(Segmentation mask data)
┌────────

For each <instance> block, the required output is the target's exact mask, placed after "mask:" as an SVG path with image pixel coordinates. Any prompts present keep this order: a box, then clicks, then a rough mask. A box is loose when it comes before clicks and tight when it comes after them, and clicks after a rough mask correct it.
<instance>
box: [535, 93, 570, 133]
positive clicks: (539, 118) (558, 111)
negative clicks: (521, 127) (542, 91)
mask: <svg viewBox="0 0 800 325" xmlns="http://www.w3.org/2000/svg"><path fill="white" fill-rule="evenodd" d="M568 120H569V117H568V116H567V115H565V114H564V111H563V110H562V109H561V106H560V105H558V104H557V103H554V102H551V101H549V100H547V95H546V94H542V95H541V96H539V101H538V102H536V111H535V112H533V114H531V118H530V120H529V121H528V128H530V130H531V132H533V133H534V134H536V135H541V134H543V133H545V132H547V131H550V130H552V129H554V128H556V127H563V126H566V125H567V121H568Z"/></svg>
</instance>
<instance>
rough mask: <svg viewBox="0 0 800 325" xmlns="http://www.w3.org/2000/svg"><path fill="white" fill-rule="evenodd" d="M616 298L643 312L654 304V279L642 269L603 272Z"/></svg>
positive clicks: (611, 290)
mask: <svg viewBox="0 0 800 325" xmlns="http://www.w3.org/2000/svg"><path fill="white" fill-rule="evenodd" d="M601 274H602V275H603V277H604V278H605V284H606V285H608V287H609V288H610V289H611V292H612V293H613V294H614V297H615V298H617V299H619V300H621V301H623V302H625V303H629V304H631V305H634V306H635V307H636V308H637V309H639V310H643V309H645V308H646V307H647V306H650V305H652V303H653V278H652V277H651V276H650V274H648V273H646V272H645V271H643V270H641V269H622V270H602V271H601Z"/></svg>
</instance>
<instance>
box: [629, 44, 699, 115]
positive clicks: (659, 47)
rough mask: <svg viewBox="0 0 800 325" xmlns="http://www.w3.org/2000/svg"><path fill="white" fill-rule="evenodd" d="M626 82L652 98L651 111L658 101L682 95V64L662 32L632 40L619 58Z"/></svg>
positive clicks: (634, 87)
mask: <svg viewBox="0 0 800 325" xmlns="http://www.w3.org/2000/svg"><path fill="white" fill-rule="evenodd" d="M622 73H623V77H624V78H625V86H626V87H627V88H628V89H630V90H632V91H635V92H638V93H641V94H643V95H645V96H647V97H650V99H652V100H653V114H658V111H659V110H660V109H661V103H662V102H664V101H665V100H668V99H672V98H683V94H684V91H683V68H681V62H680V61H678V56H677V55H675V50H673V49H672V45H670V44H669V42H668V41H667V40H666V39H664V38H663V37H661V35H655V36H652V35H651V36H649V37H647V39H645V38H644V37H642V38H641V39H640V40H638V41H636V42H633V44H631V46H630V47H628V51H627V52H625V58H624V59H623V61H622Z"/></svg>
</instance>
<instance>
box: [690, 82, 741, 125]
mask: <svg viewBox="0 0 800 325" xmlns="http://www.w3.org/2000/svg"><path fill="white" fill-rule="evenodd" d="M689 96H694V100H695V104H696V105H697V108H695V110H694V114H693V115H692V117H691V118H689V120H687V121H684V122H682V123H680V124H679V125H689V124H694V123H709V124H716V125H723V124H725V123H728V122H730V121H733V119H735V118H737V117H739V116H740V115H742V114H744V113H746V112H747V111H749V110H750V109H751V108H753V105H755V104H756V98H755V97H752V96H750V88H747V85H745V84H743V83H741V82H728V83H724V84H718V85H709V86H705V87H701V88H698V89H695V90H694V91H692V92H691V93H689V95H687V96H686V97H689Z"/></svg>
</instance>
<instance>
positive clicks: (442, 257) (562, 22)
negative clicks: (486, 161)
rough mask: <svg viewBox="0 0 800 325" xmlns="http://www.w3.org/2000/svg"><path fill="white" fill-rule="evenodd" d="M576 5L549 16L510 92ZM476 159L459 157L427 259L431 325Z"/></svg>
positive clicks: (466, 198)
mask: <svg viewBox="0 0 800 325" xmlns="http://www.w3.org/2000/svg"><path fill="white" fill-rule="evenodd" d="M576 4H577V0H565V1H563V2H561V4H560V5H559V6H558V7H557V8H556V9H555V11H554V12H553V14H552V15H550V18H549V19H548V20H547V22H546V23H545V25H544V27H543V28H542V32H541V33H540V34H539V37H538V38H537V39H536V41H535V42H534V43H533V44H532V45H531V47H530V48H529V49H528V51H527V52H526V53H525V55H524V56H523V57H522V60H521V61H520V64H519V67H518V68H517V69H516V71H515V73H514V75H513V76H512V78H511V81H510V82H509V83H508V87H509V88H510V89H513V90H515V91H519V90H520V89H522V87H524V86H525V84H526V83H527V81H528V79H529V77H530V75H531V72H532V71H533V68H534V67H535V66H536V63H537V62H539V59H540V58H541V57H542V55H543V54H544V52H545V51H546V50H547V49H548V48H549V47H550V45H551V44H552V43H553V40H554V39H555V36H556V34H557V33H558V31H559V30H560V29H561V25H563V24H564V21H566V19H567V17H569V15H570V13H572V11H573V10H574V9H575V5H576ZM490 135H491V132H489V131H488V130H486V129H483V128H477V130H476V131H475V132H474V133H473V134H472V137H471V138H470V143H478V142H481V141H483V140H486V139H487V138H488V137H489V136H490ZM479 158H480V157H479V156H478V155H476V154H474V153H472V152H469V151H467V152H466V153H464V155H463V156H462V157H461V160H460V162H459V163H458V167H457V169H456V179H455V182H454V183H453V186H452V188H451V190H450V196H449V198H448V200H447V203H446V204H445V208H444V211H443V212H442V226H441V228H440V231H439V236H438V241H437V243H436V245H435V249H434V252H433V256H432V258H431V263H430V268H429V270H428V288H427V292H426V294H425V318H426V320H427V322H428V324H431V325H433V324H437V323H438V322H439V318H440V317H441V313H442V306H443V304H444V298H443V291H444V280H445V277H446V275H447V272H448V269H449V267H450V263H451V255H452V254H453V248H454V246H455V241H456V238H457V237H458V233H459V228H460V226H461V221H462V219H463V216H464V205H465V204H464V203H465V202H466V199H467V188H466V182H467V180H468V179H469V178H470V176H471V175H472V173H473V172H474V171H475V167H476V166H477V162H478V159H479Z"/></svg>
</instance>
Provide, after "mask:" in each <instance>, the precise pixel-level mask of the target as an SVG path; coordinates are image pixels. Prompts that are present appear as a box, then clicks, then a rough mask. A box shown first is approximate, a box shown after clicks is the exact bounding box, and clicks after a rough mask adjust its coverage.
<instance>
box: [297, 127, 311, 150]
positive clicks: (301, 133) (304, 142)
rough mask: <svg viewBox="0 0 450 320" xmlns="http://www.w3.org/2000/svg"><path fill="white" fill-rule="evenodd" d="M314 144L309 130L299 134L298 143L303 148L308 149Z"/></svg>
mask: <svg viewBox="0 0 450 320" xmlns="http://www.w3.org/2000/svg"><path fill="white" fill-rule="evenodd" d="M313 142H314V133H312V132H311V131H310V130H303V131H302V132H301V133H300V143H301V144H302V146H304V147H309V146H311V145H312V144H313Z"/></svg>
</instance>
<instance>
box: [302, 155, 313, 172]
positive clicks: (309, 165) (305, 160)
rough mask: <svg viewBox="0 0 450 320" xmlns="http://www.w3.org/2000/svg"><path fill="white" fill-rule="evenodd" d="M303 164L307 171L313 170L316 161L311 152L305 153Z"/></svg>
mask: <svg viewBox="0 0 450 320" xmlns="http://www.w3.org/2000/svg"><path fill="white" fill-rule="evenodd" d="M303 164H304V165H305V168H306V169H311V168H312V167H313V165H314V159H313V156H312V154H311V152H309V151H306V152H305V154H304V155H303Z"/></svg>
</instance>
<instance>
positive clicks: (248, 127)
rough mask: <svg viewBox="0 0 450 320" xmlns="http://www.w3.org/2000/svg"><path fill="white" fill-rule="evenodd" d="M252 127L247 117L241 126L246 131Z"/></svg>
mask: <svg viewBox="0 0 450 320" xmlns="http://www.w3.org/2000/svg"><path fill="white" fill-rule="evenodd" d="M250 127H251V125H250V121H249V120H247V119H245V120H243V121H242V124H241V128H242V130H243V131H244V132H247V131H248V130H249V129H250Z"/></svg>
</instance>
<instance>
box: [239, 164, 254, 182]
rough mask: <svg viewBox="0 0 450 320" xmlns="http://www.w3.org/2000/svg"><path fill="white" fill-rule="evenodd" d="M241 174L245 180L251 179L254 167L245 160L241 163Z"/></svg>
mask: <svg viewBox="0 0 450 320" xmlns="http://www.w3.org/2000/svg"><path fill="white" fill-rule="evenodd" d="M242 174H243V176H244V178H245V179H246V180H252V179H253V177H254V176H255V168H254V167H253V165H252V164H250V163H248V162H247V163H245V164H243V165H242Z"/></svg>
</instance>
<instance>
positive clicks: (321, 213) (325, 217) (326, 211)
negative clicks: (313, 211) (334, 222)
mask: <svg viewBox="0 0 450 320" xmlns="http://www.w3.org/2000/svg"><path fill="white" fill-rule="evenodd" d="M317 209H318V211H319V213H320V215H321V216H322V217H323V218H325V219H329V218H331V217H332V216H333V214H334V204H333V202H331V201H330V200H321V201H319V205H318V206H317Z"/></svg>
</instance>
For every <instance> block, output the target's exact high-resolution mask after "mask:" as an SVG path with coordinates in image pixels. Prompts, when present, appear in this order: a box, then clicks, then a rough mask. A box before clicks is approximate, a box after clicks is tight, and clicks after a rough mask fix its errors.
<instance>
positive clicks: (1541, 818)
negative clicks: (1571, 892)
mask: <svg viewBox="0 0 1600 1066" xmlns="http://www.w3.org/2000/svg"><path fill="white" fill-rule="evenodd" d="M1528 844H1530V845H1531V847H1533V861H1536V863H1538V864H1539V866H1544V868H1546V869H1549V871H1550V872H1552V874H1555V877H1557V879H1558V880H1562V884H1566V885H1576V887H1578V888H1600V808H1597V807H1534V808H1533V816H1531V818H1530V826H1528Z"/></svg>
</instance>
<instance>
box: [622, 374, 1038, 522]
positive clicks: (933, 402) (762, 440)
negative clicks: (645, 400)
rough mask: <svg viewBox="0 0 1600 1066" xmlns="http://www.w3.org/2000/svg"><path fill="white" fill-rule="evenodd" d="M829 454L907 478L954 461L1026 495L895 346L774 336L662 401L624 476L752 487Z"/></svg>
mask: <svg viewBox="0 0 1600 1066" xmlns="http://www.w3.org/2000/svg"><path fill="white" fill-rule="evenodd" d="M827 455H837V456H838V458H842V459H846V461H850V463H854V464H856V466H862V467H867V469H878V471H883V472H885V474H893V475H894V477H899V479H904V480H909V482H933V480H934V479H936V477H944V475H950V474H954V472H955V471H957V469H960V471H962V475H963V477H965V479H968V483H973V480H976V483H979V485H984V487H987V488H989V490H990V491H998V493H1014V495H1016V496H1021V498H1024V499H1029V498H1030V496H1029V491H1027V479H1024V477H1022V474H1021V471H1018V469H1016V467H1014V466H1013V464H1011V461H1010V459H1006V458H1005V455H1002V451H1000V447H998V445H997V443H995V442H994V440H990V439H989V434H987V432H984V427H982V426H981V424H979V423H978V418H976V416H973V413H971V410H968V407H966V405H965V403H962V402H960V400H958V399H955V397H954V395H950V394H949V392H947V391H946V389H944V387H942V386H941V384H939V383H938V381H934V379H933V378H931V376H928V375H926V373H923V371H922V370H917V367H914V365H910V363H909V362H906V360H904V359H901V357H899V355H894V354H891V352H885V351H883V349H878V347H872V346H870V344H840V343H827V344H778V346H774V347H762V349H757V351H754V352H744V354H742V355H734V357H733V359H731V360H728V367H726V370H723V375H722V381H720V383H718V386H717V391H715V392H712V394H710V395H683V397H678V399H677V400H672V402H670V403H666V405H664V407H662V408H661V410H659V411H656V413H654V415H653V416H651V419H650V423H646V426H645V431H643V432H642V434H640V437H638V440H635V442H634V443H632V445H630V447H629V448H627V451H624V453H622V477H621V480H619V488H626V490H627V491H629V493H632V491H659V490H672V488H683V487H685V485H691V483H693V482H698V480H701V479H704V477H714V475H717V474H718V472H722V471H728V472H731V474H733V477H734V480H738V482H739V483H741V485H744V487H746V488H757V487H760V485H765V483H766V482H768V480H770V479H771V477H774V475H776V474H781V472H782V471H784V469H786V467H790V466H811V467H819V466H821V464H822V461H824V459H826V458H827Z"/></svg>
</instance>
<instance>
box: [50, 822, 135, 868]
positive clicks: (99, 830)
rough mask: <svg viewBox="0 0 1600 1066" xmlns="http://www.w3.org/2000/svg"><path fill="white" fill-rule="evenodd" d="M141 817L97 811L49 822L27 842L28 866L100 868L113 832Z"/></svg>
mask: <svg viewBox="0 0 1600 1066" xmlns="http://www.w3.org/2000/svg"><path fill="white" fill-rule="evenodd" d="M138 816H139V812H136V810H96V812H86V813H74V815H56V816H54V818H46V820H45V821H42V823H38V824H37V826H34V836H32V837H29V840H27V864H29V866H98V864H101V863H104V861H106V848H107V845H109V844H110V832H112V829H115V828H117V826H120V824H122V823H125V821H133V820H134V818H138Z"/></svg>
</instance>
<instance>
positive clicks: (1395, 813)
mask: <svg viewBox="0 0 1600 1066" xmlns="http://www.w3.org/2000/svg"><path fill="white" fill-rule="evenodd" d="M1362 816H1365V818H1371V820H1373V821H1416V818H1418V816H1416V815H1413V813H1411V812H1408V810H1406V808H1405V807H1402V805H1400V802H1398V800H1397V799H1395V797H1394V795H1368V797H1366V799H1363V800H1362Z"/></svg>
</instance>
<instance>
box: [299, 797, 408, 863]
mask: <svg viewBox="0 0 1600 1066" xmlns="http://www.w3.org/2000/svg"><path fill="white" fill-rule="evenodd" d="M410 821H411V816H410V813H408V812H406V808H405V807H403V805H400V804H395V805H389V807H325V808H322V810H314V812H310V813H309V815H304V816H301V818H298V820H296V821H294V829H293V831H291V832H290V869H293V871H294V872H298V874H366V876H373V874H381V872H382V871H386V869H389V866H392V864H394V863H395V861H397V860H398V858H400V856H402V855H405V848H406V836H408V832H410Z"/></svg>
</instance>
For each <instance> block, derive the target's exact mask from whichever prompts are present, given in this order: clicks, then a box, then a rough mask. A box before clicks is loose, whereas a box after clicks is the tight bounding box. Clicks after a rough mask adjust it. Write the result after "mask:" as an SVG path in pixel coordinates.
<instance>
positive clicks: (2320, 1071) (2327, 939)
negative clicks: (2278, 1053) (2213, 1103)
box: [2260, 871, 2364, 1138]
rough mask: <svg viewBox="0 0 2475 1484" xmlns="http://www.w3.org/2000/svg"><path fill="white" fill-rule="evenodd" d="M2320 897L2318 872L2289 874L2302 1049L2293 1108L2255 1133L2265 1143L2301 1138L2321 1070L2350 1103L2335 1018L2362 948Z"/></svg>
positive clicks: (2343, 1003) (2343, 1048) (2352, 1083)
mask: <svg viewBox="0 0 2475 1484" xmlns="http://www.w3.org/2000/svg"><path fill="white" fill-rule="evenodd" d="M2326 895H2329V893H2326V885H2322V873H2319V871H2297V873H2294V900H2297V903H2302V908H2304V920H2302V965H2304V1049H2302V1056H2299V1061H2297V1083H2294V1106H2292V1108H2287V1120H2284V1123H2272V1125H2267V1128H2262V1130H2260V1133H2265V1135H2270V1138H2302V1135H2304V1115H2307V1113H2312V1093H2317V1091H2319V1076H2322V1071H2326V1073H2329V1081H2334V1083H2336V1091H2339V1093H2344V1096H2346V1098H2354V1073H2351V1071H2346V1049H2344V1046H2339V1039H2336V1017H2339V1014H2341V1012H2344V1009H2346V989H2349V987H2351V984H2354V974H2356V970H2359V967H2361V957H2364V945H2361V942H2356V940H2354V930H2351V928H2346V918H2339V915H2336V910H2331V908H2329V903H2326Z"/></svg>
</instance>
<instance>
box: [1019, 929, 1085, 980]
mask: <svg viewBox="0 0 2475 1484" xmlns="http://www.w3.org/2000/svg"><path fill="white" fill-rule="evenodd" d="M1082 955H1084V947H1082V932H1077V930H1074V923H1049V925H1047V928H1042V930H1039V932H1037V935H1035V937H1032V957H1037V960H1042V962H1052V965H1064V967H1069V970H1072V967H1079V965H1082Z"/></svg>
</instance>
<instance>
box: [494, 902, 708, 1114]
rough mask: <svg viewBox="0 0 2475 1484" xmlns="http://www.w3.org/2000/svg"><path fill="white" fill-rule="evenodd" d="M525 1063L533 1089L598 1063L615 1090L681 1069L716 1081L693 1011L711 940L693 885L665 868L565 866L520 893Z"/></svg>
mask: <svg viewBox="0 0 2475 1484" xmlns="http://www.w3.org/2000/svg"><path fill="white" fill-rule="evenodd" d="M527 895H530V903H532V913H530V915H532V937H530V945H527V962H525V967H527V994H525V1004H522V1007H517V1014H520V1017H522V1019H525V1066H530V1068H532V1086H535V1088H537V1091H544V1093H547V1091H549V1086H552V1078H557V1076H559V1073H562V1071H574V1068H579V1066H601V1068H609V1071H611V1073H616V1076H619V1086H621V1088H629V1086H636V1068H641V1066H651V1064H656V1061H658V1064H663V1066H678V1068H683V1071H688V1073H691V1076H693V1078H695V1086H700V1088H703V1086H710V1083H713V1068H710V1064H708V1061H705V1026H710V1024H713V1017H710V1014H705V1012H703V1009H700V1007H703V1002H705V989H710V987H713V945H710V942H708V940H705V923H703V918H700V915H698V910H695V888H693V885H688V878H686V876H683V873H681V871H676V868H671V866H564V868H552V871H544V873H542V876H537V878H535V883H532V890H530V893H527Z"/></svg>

└────────

- EXERCISE BRIEF -
Beginning at the line with "box: [535, 93, 570, 133]" and stopping after the line with "positive clicks: (539, 118) (558, 111)", please write out every line of the data above exactly and nothing else.

- TASK OUTPUT -
box: [535, 93, 570, 133]
positive clicks: (539, 118) (558, 111)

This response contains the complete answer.